_WORK TO BE COMPLETED_
Those lines of the material below that fall between its first line and the line with "49L467 62L496 55L503", both included, are to be repeated exactly.
Segment Start: SUPPLIED RECORDS
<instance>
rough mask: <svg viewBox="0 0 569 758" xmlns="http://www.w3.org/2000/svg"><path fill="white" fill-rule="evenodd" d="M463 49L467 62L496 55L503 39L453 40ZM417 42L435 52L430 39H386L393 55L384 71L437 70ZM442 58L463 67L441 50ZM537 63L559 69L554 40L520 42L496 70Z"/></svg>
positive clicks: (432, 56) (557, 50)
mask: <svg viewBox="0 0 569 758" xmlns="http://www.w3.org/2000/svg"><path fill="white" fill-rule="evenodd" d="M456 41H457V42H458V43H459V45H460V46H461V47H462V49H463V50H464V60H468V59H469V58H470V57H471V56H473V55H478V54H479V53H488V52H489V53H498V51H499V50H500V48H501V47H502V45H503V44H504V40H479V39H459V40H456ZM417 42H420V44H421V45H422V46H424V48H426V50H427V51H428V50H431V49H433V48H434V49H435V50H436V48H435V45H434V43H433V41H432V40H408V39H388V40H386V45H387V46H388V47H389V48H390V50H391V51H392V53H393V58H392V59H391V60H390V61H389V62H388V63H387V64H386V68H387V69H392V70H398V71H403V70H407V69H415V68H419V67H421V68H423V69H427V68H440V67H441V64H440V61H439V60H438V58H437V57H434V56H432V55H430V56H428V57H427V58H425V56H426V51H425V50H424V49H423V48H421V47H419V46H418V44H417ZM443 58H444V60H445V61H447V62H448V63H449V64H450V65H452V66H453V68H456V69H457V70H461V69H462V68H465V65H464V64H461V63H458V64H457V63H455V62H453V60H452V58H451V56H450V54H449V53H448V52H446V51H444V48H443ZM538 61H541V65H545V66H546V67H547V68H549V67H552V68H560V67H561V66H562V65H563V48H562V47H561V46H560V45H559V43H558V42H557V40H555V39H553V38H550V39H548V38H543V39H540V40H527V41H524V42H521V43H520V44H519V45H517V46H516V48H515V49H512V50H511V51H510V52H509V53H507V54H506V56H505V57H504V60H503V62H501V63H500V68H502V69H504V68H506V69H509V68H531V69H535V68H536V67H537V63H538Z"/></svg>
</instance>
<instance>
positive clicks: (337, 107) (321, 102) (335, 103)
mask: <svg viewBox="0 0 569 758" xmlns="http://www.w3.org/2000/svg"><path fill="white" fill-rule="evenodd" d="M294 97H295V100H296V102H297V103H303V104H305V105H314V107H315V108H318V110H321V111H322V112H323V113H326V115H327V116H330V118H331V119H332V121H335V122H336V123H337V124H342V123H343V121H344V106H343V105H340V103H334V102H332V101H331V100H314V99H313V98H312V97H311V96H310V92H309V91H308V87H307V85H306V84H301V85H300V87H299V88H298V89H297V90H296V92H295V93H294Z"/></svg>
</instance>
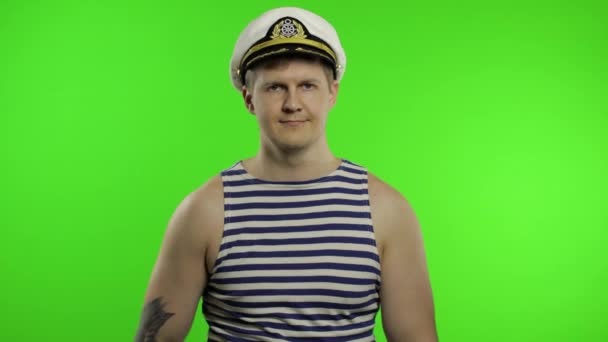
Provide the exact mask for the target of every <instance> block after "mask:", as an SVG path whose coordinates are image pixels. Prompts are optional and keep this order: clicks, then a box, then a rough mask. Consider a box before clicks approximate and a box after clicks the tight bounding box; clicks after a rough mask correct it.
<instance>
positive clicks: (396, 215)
mask: <svg viewBox="0 0 608 342" xmlns="http://www.w3.org/2000/svg"><path fill="white" fill-rule="evenodd" d="M368 192H369V198H370V210H371V212H372V223H373V226H374V232H375V235H376V240H377V243H378V250H379V252H380V255H381V256H382V254H383V251H384V249H385V248H386V246H387V244H388V243H389V241H391V237H393V236H395V235H397V234H403V232H402V230H403V229H404V227H405V226H412V225H415V222H414V221H415V219H416V218H415V214H414V212H413V209H412V207H411V205H410V203H409V201H408V200H407V198H406V197H405V196H404V195H403V194H401V192H399V190H397V189H395V188H394V187H393V186H391V185H390V184H388V183H387V182H385V181H384V180H382V179H380V178H379V177H378V176H376V175H374V174H373V173H371V172H369V171H368Z"/></svg>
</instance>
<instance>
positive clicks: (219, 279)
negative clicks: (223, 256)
mask: <svg viewBox="0 0 608 342" xmlns="http://www.w3.org/2000/svg"><path fill="white" fill-rule="evenodd" d="M209 283H210V284H214V283H215V284H253V283H335V284H350V285H371V284H375V285H377V286H378V285H380V284H379V282H378V280H377V279H365V278H348V277H336V276H309V277H244V278H243V277H241V278H224V279H215V277H211V279H210V281H209Z"/></svg>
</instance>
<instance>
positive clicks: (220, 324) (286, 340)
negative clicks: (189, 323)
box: [207, 318, 287, 342]
mask: <svg viewBox="0 0 608 342" xmlns="http://www.w3.org/2000/svg"><path fill="white" fill-rule="evenodd" d="M207 321H208V322H209V326H215V327H218V328H222V329H224V330H229V331H233V332H236V333H239V334H246V335H250V336H254V335H255V336H264V337H274V338H279V339H284V337H283V336H281V335H278V334H271V333H266V332H262V331H255V330H247V329H242V328H237V327H233V326H230V325H225V324H222V323H218V322H215V321H213V320H210V319H209V318H207ZM242 324H243V323H241V325H242ZM215 333H216V334H218V335H220V336H222V337H224V338H227V339H228V341H231V342H232V341H244V342H248V341H259V339H255V340H245V339H242V338H238V337H236V336H232V335H225V334H221V333H218V332H215ZM286 341H287V340H286Z"/></svg>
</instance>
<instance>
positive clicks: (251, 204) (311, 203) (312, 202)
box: [224, 198, 367, 211]
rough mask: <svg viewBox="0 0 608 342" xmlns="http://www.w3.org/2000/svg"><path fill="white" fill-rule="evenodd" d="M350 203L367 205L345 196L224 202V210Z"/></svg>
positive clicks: (347, 203) (337, 204)
mask: <svg viewBox="0 0 608 342" xmlns="http://www.w3.org/2000/svg"><path fill="white" fill-rule="evenodd" d="M332 204H333V205H352V206H357V207H361V206H364V205H367V200H351V199H345V198H330V199H323V200H316V201H302V202H248V203H239V204H225V205H224V211H229V210H243V209H279V208H283V209H284V208H305V207H316V206H325V205H332Z"/></svg>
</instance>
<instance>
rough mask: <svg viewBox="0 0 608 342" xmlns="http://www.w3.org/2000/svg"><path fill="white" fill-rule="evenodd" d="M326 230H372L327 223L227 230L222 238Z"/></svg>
mask: <svg viewBox="0 0 608 342" xmlns="http://www.w3.org/2000/svg"><path fill="white" fill-rule="evenodd" d="M327 230H331V231H334V230H338V231H351V232H372V231H373V228H372V226H370V225H369V224H346V223H327V224H314V225H305V226H280V227H243V228H235V229H227V230H225V231H224V236H233V235H239V234H269V233H304V232H306V233H308V232H322V231H327Z"/></svg>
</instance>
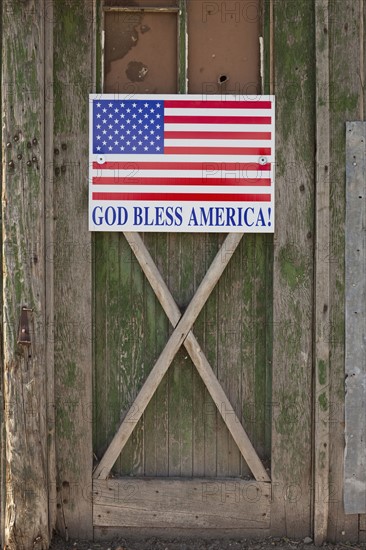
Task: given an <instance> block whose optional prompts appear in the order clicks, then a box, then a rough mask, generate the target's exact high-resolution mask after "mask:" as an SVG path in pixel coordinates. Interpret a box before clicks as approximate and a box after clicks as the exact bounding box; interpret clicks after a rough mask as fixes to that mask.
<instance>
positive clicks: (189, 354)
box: [126, 233, 269, 481]
mask: <svg viewBox="0 0 366 550" xmlns="http://www.w3.org/2000/svg"><path fill="white" fill-rule="evenodd" d="M126 237H127V239H128V241H129V242H130V244H131V247H132V249H133V250H134V252H135V255H136V257H137V259H138V261H139V262H140V265H141V267H142V269H143V270H144V273H145V275H146V277H147V279H148V280H149V282H150V284H151V286H152V288H153V289H154V292H155V293H156V294H157V296H159V300H160V301H161V304H162V306H163V308H164V311H165V312H166V314H167V316H168V318H169V319H170V321H171V323H172V325H173V326H176V325H177V324H178V322H179V319H180V311H179V309H178V306H177V305H176V304H175V302H174V299H173V297H172V295H171V294H170V291H169V289H168V287H167V285H166V283H165V282H164V280H163V278H162V277H161V275H160V273H159V271H158V269H157V267H156V266H155V264H154V262H153V261H152V258H151V256H150V254H149V253H148V251H147V249H146V248H145V247H144V244H143V242H142V240H141V238H140V237H139V235H138V234H137V233H126ZM234 252H235V250H233V249H231V248H227V241H225V242H224V245H223V248H222V250H221V257H222V261H224V259H223V258H224V257H226V256H227V258H225V262H227V261H228V258H229V257H230V256H231V254H232V253H234ZM203 281H204V280H203ZM184 345H185V347H186V349H187V351H188V353H189V355H190V356H191V358H192V360H193V362H194V364H195V366H196V368H197V370H198V372H199V374H200V376H201V378H202V380H203V381H204V383H205V385H206V387H207V389H208V391H209V392H210V394H211V397H212V398H213V401H214V403H215V404H216V406H217V407H218V409H219V411H220V414H221V416H222V418H223V421H224V422H225V423H226V425H227V427H228V428H229V432H230V434H231V435H232V437H233V438H234V440H235V442H236V444H237V446H238V448H239V449H240V451H241V452H242V455H243V456H244V457H245V458H246V459H247V462H248V465H249V466H250V467H251V468H252V471H253V473H254V475H255V476H256V478H257V479H258V480H259V481H269V477H268V475H267V473H266V471H265V470H264V468H263V466H262V464H261V462H260V460H259V459H258V457H257V455H256V453H255V451H254V449H253V447H252V445H251V443H250V441H249V439H248V436H247V435H246V433H245V431H244V430H243V428H242V426H241V424H240V421H239V420H238V418H237V416H236V414H235V411H234V409H233V407H232V405H231V402H230V401H229V399H228V398H227V396H226V394H225V392H224V391H223V389H222V386H221V385H220V383H219V381H218V379H217V378H216V376H215V374H214V373H213V371H212V369H211V367H210V365H209V363H208V361H207V359H206V357H205V355H204V354H203V352H202V350H201V348H200V346H199V344H198V342H197V340H196V338H195V337H194V335H193V333H192V331H190V332H189V334H188V335H187V338H186V340H185V342H184Z"/></svg>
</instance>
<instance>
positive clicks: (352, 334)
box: [344, 122, 366, 514]
mask: <svg viewBox="0 0 366 550" xmlns="http://www.w3.org/2000/svg"><path fill="white" fill-rule="evenodd" d="M365 173H366V123H365V122H348V123H347V126H346V227H345V241H346V243H345V244H346V274H345V278H346V279H345V284H346V289H345V308H346V311H345V315H346V342H345V344H346V345H345V376H346V381H345V386H346V388H345V389H346V397H345V442H346V448H345V462H344V509H345V512H346V514H365V513H366V469H365V464H366V443H365V442H366V415H365V414H364V412H365V405H366V365H365V357H364V349H363V343H364V342H365V339H366V311H365V303H366V282H365V265H366V239H365V226H364V223H365V215H366V209H365V197H366V180H365Z"/></svg>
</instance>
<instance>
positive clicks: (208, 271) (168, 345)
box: [94, 234, 242, 479]
mask: <svg viewBox="0 0 366 550" xmlns="http://www.w3.org/2000/svg"><path fill="white" fill-rule="evenodd" d="M241 237H242V234H238V235H235V234H229V235H228V237H227V238H226V240H225V243H224V247H223V250H222V251H221V253H219V254H217V256H216V258H215V260H214V261H213V263H212V265H211V266H210V268H209V270H208V271H207V273H206V275H205V277H204V279H203V281H202V283H201V284H200V286H199V287H198V289H197V292H196V294H195V296H194V298H193V299H192V301H191V302H190V304H189V306H188V307H187V309H186V311H185V313H184V315H183V316H182V318H181V319H180V321H179V323H178V325H177V326H176V327H175V329H174V331H173V334H172V335H171V337H170V339H169V341H168V343H167V345H166V347H165V348H164V350H163V352H162V353H161V354H160V356H159V359H158V360H157V362H156V363H155V365H154V367H153V369H152V371H151V372H150V374H149V376H148V378H147V380H146V382H145V383H144V385H143V387H142V389H141V390H140V392H139V395H138V396H137V397H136V399H135V401H134V404H133V408H134V418H133V420H131V419H130V418H128V419H127V421H126V422H125V421H124V422H122V424H121V426H120V428H119V430H118V432H117V433H116V435H115V437H114V438H113V440H112V442H111V444H110V445H109V447H108V449H107V451H106V453H105V455H104V457H103V458H102V459H101V461H100V463H99V464H98V466H97V467H96V469H95V472H94V478H101V479H106V477H107V476H108V474H109V472H110V470H111V468H112V466H113V464H114V463H115V461H116V459H117V457H118V455H119V453H120V451H121V449H122V448H123V446H124V445H125V443H126V441H127V440H128V438H129V436H130V435H131V433H132V431H133V429H134V427H135V425H136V423H137V422H138V420H139V419H140V418H141V415H142V414H143V412H144V410H145V408H146V406H147V404H148V403H149V401H150V399H151V397H152V395H153V394H154V392H155V390H156V388H157V387H158V385H159V383H160V382H161V380H162V378H163V376H164V374H165V373H166V371H167V370H168V368H169V366H170V364H171V362H172V360H173V358H174V356H175V355H176V353H177V351H178V349H179V348H180V346H181V345H182V344H183V342H184V340H185V339H186V337H187V334H188V333H189V331H190V329H191V327H192V324H193V323H194V321H195V319H196V318H197V316H198V315H199V313H200V311H201V309H202V307H203V305H204V304H205V302H206V300H207V298H208V296H209V295H210V293H211V291H212V289H213V288H214V286H215V285H216V283H217V281H218V279H219V278H220V276H221V274H222V273H223V271H224V269H225V267H226V265H227V264H228V262H229V260H230V258H231V255H232V254H233V253H234V251H235V248H236V246H237V245H238V244H239V242H240V240H241ZM156 291H157V292H156V294H157V296H158V298H159V301H161V300H162V292H161V290H160V289H156Z"/></svg>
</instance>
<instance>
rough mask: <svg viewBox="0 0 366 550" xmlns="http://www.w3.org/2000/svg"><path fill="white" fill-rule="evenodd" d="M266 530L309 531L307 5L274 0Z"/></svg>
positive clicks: (310, 171)
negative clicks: (272, 158)
mask: <svg viewBox="0 0 366 550" xmlns="http://www.w3.org/2000/svg"><path fill="white" fill-rule="evenodd" d="M273 10H274V21H275V30H274V52H275V59H274V63H275V67H274V80H275V90H274V93H275V94H276V96H277V97H278V98H279V101H277V104H276V108H277V116H276V235H275V248H274V303H273V308H274V309H273V318H274V319H273V320H274V323H273V392H272V418H273V420H272V426H273V431H272V489H273V508H272V519H271V525H272V531H273V533H279V534H281V535H283V534H284V533H287V535H288V536H296V537H302V536H306V535H310V534H311V464H312V459H311V396H312V312H313V269H312V265H313V231H314V218H313V216H314V189H313V174H314V106H315V97H314V84H315V83H314V54H315V52H314V34H313V30H312V29H313V28H314V4H313V2H309V1H308V0H299V1H297V2H292V1H291V0H283V1H281V2H274V5H273Z"/></svg>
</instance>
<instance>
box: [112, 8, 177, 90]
mask: <svg viewBox="0 0 366 550" xmlns="http://www.w3.org/2000/svg"><path fill="white" fill-rule="evenodd" d="M155 4H158V3H155ZM145 5H147V3H146V4H145ZM162 36H164V40H162V39H161V37H162ZM177 57H178V55H177V15H176V14H175V13H143V12H141V13H139V12H127V13H126V12H106V13H105V59H106V64H105V84H104V89H105V91H107V92H112V93H128V94H130V93H131V94H132V93H133V94H155V93H163V92H164V93H176V92H177V72H178V70H177Z"/></svg>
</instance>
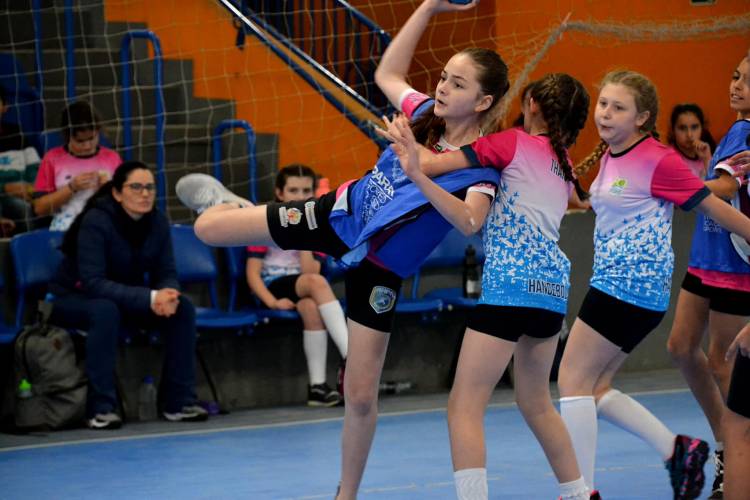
Segment End: SUPPLIED RECORDS
_PROBLEM SOLUTION_
<instance>
rough mask: <svg viewBox="0 0 569 758" xmlns="http://www.w3.org/2000/svg"><path fill="white" fill-rule="evenodd" d="M463 49L467 62L496 55L503 39L453 40ZM417 42L435 52L430 39H386L393 55L384 71L437 70ZM442 58L463 67L441 50ZM537 63L559 69L554 40L520 42L496 70Z"/></svg>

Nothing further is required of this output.